**Prompt**
Copy out, exactly and with nothing else, the stretch of lines that starts at the line containing "positive clicks: (411, 185) (398, 187)" and finishes at the end of the data.
(Provided records Opens)
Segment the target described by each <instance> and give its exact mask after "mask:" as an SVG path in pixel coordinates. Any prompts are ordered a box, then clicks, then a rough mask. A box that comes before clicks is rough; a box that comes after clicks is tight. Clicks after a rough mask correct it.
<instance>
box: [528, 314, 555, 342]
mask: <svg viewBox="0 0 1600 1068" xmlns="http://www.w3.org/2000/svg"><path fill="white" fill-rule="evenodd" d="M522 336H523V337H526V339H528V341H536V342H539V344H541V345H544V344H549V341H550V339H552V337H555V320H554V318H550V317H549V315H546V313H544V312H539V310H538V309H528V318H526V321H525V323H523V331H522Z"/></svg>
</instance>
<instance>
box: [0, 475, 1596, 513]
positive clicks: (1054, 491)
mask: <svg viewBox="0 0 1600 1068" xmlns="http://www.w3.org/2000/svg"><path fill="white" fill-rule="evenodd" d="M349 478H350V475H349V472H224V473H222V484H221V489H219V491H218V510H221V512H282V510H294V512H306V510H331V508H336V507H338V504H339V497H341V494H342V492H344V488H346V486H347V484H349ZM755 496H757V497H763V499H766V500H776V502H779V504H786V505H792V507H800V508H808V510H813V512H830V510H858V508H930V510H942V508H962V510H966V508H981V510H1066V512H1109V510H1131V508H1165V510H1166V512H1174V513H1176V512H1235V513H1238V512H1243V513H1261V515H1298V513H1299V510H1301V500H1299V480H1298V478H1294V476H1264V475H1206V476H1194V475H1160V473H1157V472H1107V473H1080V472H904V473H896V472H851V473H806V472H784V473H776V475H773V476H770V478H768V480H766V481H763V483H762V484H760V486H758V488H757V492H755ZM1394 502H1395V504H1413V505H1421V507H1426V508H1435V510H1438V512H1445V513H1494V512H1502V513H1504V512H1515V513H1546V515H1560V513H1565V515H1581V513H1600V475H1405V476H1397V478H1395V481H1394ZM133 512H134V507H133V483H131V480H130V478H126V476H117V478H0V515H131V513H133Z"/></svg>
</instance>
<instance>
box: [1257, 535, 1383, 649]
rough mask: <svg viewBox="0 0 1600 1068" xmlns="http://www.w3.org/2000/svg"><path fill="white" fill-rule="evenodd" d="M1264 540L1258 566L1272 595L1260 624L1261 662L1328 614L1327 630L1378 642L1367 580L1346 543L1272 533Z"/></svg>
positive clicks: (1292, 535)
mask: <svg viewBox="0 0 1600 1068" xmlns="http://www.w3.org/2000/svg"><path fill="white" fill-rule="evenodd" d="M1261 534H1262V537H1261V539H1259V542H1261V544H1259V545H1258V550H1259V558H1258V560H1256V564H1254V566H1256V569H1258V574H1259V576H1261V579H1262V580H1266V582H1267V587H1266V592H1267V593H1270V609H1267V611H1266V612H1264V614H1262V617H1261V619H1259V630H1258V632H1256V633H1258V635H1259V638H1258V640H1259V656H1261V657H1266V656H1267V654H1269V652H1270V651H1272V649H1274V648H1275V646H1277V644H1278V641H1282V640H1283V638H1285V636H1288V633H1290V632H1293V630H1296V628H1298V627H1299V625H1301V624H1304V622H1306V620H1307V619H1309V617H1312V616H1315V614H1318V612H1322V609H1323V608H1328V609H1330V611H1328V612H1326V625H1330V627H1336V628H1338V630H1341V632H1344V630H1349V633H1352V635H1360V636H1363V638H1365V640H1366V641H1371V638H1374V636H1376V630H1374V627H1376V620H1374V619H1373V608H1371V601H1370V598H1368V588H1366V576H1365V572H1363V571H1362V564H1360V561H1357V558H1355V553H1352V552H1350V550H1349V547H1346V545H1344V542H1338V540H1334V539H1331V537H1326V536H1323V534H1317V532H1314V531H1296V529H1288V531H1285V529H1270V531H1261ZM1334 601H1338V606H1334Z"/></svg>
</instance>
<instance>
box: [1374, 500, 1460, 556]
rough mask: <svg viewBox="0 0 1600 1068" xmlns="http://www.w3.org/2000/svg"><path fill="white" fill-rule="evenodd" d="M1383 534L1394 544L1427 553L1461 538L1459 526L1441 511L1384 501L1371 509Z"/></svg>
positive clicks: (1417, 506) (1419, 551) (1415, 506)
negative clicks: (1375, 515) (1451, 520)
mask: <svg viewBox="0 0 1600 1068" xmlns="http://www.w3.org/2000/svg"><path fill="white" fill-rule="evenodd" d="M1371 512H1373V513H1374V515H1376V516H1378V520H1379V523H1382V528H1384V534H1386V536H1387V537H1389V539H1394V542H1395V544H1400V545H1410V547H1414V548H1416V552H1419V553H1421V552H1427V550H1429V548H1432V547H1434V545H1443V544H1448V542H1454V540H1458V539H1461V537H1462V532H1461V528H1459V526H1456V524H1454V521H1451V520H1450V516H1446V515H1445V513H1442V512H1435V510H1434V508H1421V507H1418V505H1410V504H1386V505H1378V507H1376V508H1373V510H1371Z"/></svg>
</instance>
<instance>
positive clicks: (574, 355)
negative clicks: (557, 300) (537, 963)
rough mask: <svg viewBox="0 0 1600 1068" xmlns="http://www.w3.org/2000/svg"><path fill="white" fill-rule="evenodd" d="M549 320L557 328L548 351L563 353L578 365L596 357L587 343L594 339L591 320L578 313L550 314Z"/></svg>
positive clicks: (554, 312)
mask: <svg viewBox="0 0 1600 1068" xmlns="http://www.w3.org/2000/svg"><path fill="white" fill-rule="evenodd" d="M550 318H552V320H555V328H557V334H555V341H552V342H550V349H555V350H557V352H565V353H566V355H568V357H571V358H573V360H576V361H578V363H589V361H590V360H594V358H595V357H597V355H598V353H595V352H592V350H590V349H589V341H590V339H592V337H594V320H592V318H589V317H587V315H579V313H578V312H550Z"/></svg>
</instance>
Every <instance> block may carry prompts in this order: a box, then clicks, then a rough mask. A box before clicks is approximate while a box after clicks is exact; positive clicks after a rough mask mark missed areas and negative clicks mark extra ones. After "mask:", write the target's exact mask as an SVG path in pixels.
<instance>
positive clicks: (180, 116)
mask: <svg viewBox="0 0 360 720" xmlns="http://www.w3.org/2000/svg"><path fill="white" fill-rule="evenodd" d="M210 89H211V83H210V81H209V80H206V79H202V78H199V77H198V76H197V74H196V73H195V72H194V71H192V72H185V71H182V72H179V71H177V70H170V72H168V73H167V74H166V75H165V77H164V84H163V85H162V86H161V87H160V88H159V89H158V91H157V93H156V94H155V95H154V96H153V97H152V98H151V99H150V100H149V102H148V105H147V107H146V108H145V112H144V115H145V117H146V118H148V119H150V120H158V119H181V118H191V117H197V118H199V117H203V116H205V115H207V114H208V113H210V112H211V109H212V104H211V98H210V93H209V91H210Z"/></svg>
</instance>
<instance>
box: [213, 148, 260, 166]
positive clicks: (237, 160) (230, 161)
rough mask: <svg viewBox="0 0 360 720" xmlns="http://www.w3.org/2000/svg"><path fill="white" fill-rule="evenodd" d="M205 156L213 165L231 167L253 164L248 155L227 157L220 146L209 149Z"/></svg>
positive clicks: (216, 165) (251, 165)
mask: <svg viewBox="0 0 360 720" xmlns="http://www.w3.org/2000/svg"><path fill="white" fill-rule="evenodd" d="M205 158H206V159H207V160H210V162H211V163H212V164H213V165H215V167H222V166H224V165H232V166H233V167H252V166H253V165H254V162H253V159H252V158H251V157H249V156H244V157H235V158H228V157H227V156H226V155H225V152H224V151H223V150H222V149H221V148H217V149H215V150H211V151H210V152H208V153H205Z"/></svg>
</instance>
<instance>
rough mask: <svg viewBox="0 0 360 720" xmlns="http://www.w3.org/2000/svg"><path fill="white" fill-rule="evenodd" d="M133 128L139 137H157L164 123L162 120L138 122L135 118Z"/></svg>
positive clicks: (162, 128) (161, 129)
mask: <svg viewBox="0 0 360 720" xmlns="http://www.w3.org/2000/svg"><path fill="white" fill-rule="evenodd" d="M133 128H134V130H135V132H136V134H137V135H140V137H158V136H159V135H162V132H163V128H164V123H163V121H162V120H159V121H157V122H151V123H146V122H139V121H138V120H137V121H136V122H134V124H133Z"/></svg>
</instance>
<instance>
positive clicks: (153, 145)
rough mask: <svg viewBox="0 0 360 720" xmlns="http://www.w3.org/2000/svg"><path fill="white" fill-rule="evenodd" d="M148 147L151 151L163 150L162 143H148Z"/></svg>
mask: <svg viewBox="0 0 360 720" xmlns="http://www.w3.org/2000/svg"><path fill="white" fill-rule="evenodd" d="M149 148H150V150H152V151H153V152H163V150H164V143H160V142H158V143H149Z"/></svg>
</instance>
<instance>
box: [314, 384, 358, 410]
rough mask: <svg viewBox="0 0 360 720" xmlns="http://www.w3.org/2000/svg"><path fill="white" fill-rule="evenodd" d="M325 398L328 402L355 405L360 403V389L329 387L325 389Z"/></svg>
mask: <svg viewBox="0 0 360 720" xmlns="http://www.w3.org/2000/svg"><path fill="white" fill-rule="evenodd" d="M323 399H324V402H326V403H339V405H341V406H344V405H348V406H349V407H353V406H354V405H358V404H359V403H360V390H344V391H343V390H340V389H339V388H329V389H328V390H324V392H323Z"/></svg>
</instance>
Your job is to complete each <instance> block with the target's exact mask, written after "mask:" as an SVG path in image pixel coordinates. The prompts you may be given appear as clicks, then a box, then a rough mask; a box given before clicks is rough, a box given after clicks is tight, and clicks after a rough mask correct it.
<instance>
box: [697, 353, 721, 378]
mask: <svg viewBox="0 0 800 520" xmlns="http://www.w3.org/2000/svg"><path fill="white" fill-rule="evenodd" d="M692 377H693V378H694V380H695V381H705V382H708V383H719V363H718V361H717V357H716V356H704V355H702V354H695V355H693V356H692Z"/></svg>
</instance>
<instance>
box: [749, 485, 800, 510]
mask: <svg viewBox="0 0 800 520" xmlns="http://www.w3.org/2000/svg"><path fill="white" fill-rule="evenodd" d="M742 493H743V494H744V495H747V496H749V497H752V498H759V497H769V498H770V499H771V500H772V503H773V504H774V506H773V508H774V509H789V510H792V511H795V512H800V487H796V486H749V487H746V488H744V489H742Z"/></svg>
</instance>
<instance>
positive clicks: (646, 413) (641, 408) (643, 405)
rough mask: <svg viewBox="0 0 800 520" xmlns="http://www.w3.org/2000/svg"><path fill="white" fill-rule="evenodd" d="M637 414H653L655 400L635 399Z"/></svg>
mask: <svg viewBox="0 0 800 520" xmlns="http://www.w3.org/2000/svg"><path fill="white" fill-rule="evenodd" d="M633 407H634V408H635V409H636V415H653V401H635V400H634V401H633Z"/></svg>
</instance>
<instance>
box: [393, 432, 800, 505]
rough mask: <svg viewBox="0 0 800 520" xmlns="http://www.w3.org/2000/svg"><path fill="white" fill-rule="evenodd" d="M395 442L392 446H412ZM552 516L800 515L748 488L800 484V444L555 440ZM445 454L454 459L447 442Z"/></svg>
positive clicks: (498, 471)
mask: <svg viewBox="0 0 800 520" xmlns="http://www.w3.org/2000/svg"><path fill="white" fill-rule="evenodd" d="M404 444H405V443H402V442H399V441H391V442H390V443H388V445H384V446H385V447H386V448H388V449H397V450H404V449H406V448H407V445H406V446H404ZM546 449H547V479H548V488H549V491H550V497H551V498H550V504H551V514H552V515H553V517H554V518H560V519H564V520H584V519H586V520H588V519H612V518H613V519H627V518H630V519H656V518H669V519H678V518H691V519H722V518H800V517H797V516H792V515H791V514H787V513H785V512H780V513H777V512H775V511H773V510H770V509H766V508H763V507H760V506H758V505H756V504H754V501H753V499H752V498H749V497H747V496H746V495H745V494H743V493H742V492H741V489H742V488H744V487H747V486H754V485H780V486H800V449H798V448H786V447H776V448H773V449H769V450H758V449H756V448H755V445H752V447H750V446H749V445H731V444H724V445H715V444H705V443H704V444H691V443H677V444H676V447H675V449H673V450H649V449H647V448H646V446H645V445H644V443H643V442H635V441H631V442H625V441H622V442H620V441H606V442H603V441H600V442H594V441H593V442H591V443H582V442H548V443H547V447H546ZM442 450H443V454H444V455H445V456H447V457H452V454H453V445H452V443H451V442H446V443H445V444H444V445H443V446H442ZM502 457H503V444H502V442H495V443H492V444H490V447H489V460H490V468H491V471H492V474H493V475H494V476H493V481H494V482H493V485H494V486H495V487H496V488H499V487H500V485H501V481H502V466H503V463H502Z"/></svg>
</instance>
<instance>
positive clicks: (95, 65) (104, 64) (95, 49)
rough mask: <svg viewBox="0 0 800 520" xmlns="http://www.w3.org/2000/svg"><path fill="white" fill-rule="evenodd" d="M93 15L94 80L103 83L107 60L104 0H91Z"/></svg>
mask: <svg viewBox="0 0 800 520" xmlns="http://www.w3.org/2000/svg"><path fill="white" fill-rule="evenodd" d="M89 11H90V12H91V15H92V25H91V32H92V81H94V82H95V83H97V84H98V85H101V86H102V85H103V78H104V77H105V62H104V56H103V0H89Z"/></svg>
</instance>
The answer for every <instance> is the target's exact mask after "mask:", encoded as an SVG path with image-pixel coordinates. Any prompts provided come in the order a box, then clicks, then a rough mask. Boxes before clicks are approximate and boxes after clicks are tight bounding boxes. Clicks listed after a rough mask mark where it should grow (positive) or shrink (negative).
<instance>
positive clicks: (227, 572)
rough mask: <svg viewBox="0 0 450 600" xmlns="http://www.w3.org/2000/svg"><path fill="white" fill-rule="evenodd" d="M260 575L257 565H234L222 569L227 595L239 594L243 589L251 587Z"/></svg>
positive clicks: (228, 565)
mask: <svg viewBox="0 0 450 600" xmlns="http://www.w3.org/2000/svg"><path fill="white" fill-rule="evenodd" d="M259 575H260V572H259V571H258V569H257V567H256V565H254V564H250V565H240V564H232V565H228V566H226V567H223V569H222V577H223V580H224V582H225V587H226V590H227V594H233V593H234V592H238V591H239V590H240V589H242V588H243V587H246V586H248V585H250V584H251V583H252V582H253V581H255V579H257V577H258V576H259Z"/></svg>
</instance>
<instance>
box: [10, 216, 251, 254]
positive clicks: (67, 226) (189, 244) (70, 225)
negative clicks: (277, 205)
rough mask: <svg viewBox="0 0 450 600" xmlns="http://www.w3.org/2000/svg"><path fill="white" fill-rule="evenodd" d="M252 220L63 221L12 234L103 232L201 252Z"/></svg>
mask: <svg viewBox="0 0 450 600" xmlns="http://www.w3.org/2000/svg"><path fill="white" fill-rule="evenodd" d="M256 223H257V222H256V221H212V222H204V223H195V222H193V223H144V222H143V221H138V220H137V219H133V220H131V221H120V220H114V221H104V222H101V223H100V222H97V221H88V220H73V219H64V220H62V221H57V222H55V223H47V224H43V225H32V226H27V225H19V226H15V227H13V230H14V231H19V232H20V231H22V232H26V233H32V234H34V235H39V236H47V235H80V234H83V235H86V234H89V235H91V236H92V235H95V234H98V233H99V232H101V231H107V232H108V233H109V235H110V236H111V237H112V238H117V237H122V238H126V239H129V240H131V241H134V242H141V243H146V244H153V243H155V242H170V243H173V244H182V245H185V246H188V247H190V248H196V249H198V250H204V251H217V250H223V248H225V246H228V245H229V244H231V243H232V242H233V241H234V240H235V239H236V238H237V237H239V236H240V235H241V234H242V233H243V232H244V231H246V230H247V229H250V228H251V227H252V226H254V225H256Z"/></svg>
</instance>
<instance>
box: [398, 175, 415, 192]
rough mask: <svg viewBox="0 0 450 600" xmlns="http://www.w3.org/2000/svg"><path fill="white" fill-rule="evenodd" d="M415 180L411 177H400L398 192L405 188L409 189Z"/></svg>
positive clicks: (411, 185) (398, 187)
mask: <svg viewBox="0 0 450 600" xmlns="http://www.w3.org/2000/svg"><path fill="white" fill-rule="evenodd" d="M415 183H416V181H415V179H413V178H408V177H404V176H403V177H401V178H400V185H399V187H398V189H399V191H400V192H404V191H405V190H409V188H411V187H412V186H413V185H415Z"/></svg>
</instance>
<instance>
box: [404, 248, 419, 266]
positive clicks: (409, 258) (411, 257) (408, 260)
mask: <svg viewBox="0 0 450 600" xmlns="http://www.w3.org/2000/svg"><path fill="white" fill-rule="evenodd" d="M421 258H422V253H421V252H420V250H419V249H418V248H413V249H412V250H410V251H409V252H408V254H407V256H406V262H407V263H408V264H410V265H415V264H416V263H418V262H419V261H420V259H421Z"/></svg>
(Provided records Closes)
**Finished exercise**
positive clicks: (411, 185) (398, 187)
mask: <svg viewBox="0 0 450 600" xmlns="http://www.w3.org/2000/svg"><path fill="white" fill-rule="evenodd" d="M415 183H416V181H415V179H413V178H408V177H404V176H403V177H401V178H400V185H399V187H398V189H399V191H400V192H404V191H405V190H409V188H411V187H412V186H413V185H415Z"/></svg>
</instance>
<instance>
box: [404, 248, 419, 266]
positive clicks: (409, 258) (411, 257) (408, 260)
mask: <svg viewBox="0 0 450 600" xmlns="http://www.w3.org/2000/svg"><path fill="white" fill-rule="evenodd" d="M421 258H422V253H421V252H420V250H419V249H418V248H413V249H412V250H410V251H409V252H408V254H407V256H406V262H407V263H408V264H410V265H415V264H416V263H418V262H419V261H420V259H421Z"/></svg>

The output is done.